| Aufgabenstellung |
Beantworte bitte anhand des Textes zu Lohnansprüchen bei Kita- und Schulschließungen folgende Fragen:
1. Steht einem Arbeitnehmer Lohn zu, wenn er wegen einer Schließung von Kita, Kindergarten oder Schule sein Kind während der Arbeitszeit betreuen muss?
2. Was verliert ein Arbeitnehmer grundsätzlich, wenn er seine Arbeitsleistung aus persönlichen organisatorischen Gründen nicht erbringen kann?
3. Für welchen Zeitraum hat ein Arbeitnehmer mit einer Coronavirus-Infektion einen Entgeltfortzahlungsanspruch gegen den Arbeitgeber?

Wenn Kita, Kindergarten und Schulen schließen

Bleibt der Arbeitnehmer der Arbeit fern, weil Kindertagesstätte, Kindergarten oder Schule schließt und er daher die Betreuung für sein Kind während der Arbeitszeit übernehmen muss, steht ihm hingegen kein Lohn zu. Der Arbeitnehmer hat auch in diesem Fall grundsätzlich die Pflicht, seine Arbeitsleistung zu erbringen. Kann er dies aus persönlichen organisatorischen Gründen nicht tun, verliert er grundsätzlich seinen Anspruch auf Vergütung.

Entgeltfortzahlung

Etwas anderes gilt hingegen dann, wenn tatsächlich eine Coronavirus-Infektion beim Arbeitnehmer vorliegt. Dann steht dem Arbeitnehmer – wie grundsätzlich bei allen Erkrankungen, die ihn an der Erbringung der Arbeitsleistung hindern und nicht selbst verschuldet sind – für den Zeitraum von bis zu sechs Wochen ein Entgeltfortzahlungsanspruch gegen den Arbeitgeber zu.

| Bereitgestelltes Material |
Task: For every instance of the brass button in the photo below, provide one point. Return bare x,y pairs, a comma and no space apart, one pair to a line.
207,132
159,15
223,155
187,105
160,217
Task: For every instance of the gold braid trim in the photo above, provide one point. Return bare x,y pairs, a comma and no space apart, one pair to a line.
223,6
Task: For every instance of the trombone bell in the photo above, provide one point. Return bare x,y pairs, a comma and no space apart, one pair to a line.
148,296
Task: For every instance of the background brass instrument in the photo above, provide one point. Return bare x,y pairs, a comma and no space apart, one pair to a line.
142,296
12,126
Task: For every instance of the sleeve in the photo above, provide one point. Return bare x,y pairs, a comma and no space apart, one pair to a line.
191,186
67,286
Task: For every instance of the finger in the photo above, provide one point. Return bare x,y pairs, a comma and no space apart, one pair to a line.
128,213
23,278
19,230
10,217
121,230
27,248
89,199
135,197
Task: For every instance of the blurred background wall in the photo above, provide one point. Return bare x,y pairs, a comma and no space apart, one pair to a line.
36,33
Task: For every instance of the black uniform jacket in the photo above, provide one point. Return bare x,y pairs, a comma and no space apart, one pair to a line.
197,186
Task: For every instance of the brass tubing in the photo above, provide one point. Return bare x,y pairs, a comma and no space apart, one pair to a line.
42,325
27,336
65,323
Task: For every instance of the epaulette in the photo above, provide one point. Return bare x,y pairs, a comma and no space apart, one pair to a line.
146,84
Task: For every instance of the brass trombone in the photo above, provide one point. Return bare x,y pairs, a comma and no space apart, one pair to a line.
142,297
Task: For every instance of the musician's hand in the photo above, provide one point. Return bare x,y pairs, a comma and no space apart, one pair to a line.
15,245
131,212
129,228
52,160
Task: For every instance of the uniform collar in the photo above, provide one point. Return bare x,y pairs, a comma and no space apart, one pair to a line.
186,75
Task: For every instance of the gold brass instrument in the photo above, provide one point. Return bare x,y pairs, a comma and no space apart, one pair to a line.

| Musterlösung |
1. Nein, ihm steht kein Lohn zu.
2. Er verliert grundsätzlich seinen Anspruch auf Vergütung.
3. Für den Zeitraum von bis zu sechs Wochen.